Thank you, Dennis. We'll turn it over now to the conference coordinator for questions.

Operator

[Operator Instructions] Our first question comes from Linda Ezergailis from TD Securities.

L
Linda Ezergailis
Research Analyst

I have some questions about your PBR reopener. Can you just give us an update on how you're thinking this might unfold in terms of timing to resolve Phase 1, and perhaps what that might mean for timing of Phase 2? And an update perhaps on the bookend of outcomes with maybe any sort of read-through potentially to PBR 2.0?

D
Dennis A. DeChamplain
Senior VP & CFO

Sure. Before we get to Phase 2, we have to see if the AUC allows it to move forward to -- past the Phase 1. We did file our submissions on the first phase, indicating that our higher earnings in 2017 were a direct result of our responses to the incentives that were baked into the plan and for us to implement efficiency improvements, which is exactly what we did. We're still in, I'm going to say a holding pattern for Phase 1. I think the process that the AUC ran has come to its conclusion a couple of weeks ago, and we're expecting further comment from the AUC, I'll say, imminently. Intervenors have requested a right for argument and reply argument on Phase 1. So if that does go ahead, that will likely play out until the end of this year. And then, if it does go to Phase 2, it would likely get kicked off in 2019. In terms of the bookends that you're talking about, the -- I guess the biggest area would be around the going-in rates for O&M services. And under the existing going-in rates, they've chosen -- the framework was for all of the Alberta utilities to pick their lowest of the first 4 years for ATCO Electric Distribution. That was 2016. They were kind of reopened further as a result of their 2017 performance. And their 2017 operating costs were similar to 2016, so if the AUC were to kind of reopen into -- reopen the going-in rates for PBR 2, we don't think that there would be much of an impact for electric distribution on the gas distribution side. Their returns in 2017 were considerably higher than experienced in 2016, so if they were to move to I call it retroactive ratemaking, where they change the results of the PBR going-in rates, there would be, I'll call it there's maybe about $40 million in lower cost that we incurred in 2017 compared to 2016 that there -- we may get arguments for that to be flowed through to PBR 2. But I've always contended that there's been no evidence that the going-in rates for PBR 2 are not kind of just and reasonable. That would manifest itself through our utility returns in 2018. So let's see where we end up for our results in 2018. And if we reopen it on that case, then there would be time to revisit the going-in rates.

L
Linda Ezergailis
Research Analyst

But you're optimistic that it won't get past Phase 1?

D
Dennis A. DeChamplain
Senior VP & CFO

We're the only utility that tripped the reopener. So for me, that indicates that that's -- there's no structural defect in the Performance Based Regulation 1.0 plans. So we are confident that, in our position, that the regulatory principles will be upheld and we'll move on to the opening rates for PBR 2 as previously approved.

L
Linda Ezergailis
Research Analyst

That's helpful context. And just as my follow-up, I'm wondering if you can give us some parameters around how your strategic review with your Alberta power business is unfolding in terms of -- I'm assuming you've made progress since your Investor Day. And can you give us a sense of the bookends of timing of when it might result and what the main factors might -- are that might inform your decision-making, including potentially the merits of using proceeds to finance other initiatives?
☆ ☆ ☆ ☆ ☆
EXERCISE REQUIREMENTS:
1. Return the call transcript text from "That's helpful context." down to "finance other initiatives?", word for word.
2. List every calendar year mentioned in the call transcript.
3. According to the call transcript, roughly how much lower were the costs incurred in 2017 than in 2016?

RECORD LIST:
☆ ☆ ☆ ☆ ☆
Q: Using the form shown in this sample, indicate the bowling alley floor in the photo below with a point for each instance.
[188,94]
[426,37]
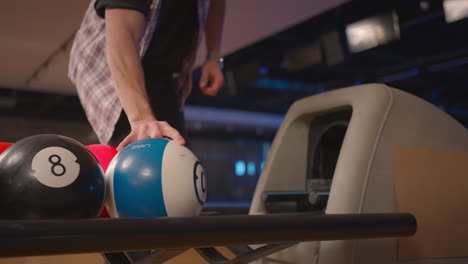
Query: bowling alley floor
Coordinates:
[190,256]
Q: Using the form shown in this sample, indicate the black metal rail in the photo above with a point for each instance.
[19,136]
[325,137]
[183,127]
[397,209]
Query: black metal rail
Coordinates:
[49,237]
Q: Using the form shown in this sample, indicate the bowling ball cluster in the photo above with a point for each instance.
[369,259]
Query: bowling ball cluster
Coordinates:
[55,177]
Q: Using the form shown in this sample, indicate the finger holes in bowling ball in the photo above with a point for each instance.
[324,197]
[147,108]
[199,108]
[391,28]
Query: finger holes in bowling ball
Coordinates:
[155,177]
[50,176]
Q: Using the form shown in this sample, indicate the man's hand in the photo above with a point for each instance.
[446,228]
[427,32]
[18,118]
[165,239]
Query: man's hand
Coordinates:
[212,78]
[151,129]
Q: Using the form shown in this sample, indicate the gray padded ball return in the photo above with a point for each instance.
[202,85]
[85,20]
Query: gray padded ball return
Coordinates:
[333,153]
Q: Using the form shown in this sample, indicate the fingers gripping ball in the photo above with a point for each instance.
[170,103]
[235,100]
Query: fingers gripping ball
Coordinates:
[155,177]
[50,176]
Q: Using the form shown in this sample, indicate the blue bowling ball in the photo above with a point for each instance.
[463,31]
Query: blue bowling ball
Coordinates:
[155,177]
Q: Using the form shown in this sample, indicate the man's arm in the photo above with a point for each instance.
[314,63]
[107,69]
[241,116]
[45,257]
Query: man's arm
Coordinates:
[124,31]
[212,78]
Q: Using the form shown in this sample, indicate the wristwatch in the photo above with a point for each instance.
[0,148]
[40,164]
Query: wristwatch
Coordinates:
[216,57]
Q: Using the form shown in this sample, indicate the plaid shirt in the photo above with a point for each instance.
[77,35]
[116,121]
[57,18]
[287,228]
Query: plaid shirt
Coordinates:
[89,71]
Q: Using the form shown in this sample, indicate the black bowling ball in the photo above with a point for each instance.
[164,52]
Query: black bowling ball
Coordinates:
[48,177]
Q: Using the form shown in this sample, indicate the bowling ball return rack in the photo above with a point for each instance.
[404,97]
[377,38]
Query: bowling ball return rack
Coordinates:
[156,240]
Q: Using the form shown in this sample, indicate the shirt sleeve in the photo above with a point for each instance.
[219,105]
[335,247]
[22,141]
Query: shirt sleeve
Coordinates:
☆ ☆ ☆ ☆ ☆
WORKED SOLUTIONS:
1.
That's helpful context. And just as my follow-up, I'm wondering if you can give us some parameters around how your strategic review with your Alberta power business is unfolding in terms of -- I'm assuming you've made progress since your Investor Day. And can you give us a sense of the bookends of timing of when it might result and what the main factors might -- are that might inform your decision-making, including potentially the merits of using proceeds to finance other initiatives?

2. 2016, 2017, 2018, 2019

3. About $40 million.